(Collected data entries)
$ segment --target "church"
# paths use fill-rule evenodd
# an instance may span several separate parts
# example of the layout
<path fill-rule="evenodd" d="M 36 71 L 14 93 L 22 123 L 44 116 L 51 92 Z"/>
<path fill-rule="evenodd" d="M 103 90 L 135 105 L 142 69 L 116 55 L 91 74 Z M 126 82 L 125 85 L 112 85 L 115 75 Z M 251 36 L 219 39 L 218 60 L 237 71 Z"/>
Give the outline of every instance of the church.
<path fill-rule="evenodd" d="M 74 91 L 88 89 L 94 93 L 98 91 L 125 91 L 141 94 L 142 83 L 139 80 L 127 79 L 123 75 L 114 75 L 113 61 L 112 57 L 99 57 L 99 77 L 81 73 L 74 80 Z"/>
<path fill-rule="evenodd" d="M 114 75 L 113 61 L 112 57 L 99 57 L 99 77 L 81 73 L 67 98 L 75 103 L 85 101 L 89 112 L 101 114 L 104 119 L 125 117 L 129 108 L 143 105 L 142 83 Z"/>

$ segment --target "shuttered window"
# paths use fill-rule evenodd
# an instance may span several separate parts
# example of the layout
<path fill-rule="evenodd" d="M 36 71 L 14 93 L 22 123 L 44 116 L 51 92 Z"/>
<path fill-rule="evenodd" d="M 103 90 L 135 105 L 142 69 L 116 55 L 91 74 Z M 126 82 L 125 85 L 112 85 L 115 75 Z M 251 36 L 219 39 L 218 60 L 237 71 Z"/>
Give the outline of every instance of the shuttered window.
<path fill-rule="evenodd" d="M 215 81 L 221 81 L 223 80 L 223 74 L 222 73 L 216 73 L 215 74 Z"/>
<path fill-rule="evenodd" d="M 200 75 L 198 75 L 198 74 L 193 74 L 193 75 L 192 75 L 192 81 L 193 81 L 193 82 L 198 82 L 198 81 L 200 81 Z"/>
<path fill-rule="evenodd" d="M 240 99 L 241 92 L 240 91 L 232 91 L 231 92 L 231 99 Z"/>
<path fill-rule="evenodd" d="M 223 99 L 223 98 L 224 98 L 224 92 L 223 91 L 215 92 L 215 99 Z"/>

* _What is being asked_: Check each line of the entries above, and show every one holding the word "target".

* _Task answer_:
$ segment --target "church"
$ segment --target "shuttered window"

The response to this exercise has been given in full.